▸ **Task requirements**: Reproduce the post about autumn and winter word for word, starting with "I love it all!!!!" and going on through "later that night.".
::: Quoted passage
Yesterday was the first day of autumn....everyone out of your chairs. A little 'happy dance' action is in order!!!!!!!
I love the fall!!! Actually, I love the winter just as much!! The leaves turning colors, and eventually falling to cover the ground in a crunchy carpet. Cooler days and chilly nights. Halloween candy on the grocery store display shelves. Being able to have a campfire, and actually standing around it for the warmth. Waking up when you've left your windows open during the night, and feeling the chill in the air outside the warmth of your blankets. Blue jeans and sweatshirts....eventually giving way to coats, and gloves. The absolute quiet that exists when you go outside after the sun has gone down...and it's snowing.
I love it all!!!!
Most of the people I hang out with, on the other hand, can't stand it. I wish we got enough snow to make buying a pair of snow shoes worth it. Wish we got enough, to justify buying a set of cross country skies. My friends wish for 80 degree days and shorts. They hope we have snow on the ground Christmas morning, only to disappear in time to drive to grandma's house for dinner later that night.
I also love that we don't get too much snow...because it means I can still get out and do allot of the things I love to do. I can still hike the trails of the Loess Hills and, actually, see quite a bit MORE without leaves on the trees.
::::::
::: Given entries
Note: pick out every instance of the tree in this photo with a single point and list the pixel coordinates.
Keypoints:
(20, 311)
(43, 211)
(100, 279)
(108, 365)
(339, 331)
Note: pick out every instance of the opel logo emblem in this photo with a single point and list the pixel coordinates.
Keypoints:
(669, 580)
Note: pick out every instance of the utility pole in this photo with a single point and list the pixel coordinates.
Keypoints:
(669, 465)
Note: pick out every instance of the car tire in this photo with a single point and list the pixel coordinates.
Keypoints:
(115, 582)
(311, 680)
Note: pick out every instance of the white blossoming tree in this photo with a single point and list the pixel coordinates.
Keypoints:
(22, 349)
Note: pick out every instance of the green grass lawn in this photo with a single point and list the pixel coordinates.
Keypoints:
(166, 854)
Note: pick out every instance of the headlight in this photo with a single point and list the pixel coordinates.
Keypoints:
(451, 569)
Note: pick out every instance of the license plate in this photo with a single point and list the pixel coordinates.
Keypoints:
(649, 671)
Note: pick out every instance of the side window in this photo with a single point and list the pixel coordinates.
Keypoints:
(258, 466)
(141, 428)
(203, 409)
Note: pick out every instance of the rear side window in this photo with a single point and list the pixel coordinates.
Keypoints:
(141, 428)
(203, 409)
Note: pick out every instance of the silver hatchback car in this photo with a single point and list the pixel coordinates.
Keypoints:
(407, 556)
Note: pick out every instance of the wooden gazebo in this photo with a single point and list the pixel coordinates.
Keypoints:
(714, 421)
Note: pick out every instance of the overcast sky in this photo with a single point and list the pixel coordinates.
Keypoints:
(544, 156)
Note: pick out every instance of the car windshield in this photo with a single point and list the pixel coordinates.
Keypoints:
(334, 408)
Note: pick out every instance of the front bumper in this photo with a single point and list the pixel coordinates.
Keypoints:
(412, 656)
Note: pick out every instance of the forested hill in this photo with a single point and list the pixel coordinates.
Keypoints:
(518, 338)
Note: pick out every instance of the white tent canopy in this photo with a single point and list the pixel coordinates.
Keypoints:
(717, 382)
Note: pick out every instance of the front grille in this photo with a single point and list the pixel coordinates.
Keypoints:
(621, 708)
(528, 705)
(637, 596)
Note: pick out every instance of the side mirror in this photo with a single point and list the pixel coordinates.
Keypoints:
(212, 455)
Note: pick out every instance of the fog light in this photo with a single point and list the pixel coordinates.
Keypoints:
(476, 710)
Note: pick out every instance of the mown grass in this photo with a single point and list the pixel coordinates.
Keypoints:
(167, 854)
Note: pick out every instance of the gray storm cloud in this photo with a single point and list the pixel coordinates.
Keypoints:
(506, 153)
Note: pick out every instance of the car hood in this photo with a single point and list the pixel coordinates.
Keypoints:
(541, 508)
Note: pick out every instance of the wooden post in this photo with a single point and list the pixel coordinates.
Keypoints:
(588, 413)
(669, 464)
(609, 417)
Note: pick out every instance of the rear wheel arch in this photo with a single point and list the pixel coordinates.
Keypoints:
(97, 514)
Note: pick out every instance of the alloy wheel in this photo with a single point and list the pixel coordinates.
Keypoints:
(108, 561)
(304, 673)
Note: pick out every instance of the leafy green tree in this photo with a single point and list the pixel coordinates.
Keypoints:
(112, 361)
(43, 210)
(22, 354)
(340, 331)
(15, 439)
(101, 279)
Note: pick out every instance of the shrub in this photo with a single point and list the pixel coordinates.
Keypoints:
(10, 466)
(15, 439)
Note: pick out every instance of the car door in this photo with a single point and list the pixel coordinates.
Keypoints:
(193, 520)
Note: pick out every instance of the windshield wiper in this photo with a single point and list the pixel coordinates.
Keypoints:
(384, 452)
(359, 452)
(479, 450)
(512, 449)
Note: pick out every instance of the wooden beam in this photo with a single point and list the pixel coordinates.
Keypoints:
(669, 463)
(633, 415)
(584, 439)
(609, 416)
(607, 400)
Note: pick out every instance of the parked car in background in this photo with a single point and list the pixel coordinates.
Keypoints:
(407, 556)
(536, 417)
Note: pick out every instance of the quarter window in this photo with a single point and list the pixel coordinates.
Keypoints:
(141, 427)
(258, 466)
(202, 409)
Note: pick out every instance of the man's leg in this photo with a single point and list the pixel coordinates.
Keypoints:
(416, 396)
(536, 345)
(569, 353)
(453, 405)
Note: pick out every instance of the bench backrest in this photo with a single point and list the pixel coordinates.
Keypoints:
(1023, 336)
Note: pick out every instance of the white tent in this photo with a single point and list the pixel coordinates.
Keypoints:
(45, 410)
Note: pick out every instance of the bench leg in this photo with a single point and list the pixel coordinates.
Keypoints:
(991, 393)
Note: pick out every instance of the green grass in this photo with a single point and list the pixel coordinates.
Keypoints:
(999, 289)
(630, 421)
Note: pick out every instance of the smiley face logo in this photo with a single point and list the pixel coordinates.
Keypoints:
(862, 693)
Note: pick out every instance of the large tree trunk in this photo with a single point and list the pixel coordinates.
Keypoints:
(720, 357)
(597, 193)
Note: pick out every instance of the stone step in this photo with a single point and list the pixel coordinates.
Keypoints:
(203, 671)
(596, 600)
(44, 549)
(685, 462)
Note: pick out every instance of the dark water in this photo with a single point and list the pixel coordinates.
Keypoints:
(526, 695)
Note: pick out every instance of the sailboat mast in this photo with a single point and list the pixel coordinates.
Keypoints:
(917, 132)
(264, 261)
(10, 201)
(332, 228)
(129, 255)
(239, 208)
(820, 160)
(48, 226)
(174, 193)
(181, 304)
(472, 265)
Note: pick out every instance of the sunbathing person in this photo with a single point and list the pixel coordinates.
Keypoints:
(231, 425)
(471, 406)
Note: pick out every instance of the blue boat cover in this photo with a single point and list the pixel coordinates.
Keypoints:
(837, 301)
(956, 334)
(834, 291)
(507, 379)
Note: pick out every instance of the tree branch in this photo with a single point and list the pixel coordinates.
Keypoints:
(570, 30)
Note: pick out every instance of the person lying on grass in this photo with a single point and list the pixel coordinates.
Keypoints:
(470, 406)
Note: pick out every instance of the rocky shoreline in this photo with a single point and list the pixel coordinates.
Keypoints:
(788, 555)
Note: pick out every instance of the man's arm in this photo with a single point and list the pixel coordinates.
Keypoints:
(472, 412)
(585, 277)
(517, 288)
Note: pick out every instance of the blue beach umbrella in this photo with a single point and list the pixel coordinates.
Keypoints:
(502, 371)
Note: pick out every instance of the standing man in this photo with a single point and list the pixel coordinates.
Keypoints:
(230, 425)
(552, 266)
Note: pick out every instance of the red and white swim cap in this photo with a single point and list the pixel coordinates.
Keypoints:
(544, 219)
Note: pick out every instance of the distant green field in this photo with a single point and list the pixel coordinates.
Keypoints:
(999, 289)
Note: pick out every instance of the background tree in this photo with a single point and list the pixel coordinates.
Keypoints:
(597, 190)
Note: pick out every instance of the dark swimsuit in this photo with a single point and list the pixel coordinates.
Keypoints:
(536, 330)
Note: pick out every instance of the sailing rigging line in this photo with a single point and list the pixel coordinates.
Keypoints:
::::::
::: Given entries
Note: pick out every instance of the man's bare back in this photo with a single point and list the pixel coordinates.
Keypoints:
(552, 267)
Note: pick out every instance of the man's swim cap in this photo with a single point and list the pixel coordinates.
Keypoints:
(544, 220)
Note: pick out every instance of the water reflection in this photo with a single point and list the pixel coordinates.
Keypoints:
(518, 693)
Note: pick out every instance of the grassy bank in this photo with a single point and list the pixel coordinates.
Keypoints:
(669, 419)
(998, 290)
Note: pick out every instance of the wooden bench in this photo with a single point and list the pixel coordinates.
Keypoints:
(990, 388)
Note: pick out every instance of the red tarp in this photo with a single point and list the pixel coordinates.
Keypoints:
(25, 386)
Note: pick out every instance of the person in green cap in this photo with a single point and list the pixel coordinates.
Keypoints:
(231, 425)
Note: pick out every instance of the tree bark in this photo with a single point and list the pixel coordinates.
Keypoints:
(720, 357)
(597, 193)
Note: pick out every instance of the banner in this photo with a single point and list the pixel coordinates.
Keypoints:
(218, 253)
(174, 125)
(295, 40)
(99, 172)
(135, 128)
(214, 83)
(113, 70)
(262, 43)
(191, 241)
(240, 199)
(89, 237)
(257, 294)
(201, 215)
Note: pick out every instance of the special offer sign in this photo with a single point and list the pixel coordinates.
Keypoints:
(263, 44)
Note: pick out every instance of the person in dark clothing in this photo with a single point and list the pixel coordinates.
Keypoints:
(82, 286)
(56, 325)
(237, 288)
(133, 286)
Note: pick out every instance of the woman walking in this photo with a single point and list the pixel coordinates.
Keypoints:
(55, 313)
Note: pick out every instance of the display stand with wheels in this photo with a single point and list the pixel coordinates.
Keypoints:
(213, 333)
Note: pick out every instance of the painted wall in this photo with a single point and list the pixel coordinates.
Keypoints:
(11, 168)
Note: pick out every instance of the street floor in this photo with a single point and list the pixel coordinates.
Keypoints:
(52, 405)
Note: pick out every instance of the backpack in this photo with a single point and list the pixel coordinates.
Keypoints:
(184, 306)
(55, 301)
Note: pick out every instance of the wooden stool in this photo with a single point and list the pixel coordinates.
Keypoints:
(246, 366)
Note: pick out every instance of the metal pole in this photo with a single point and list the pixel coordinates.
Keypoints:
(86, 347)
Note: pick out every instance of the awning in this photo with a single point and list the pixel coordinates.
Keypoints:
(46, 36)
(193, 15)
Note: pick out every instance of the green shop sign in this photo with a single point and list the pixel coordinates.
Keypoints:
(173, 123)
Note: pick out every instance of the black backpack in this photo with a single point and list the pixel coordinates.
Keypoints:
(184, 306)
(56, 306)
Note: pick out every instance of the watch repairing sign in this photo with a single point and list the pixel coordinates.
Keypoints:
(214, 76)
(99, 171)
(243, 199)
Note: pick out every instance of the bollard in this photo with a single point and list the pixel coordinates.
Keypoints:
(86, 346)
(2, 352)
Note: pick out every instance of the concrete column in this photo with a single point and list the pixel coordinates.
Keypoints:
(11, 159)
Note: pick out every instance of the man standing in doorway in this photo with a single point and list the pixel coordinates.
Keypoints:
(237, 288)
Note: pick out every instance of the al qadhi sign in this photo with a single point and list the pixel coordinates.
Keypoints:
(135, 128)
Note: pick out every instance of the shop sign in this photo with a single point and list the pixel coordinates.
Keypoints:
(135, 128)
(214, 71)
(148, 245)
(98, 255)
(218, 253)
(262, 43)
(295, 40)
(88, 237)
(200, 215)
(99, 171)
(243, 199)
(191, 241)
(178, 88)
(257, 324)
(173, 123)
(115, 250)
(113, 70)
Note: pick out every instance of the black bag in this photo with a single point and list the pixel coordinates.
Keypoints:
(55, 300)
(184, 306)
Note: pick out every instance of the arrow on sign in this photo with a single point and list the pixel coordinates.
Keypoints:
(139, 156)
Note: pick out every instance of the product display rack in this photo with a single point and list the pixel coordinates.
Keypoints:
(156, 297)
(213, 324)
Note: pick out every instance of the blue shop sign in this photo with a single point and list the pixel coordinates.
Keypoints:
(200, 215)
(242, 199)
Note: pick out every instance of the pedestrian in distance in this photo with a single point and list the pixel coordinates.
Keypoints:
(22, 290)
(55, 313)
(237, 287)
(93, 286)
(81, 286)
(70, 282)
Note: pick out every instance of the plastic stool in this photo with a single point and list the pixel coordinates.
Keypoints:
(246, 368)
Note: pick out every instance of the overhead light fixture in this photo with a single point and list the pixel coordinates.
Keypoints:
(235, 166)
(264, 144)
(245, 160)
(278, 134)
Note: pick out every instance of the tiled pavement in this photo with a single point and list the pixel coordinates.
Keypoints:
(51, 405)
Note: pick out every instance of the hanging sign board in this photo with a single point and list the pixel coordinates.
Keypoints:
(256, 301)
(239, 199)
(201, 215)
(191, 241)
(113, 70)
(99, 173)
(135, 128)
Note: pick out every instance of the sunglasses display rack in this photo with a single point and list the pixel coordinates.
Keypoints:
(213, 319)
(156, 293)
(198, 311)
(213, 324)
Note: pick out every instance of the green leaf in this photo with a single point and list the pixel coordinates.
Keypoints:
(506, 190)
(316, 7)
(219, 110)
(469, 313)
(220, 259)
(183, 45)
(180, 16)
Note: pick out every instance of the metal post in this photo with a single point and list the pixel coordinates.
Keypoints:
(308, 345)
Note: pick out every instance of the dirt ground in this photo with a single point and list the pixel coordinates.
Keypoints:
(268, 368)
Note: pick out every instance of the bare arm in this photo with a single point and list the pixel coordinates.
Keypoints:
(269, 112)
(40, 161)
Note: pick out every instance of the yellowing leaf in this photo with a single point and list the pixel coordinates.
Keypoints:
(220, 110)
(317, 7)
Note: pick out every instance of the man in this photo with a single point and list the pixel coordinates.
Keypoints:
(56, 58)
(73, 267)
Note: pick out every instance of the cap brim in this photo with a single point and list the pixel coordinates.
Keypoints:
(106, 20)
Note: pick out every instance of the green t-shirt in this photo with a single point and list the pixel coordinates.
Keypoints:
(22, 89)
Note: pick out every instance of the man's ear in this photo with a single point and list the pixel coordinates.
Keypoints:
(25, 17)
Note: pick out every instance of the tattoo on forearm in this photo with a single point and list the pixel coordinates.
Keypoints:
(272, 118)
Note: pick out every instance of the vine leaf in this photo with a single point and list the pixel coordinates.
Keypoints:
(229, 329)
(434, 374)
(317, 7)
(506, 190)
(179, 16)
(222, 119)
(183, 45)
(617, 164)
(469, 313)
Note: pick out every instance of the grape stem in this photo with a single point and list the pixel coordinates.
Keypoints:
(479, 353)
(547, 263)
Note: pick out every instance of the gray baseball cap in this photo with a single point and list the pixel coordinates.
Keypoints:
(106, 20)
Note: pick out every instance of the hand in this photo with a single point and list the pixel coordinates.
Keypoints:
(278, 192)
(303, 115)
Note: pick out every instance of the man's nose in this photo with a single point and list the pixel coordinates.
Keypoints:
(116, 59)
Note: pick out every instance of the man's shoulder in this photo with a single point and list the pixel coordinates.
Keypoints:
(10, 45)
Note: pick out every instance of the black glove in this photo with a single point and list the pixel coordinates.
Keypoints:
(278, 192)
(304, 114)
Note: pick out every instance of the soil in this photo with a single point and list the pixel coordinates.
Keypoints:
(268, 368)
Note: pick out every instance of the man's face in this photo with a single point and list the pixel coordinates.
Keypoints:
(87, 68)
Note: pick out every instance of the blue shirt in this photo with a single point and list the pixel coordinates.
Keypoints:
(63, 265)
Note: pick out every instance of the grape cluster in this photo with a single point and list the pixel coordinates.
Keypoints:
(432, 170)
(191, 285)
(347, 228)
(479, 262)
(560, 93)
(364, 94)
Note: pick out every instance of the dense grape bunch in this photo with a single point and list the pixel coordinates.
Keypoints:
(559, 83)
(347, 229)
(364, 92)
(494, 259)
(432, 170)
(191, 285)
::::::
::: Given entries
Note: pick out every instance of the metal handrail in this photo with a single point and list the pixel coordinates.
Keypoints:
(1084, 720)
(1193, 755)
::::::
▸ **Task solution**:
I love it all!!!!
Most of the people I hang out with, on the other hand, can't stand it. I wish we got enough snow to make buying a pair of snow shoes worth it. Wish we got enough, to justify buying a set of cross country skies. My friends wish for 80 degree days and shorts. They hope we have snow on the ground Christmas morning, only to disappear in time to drive to grandma's house for dinner later that night.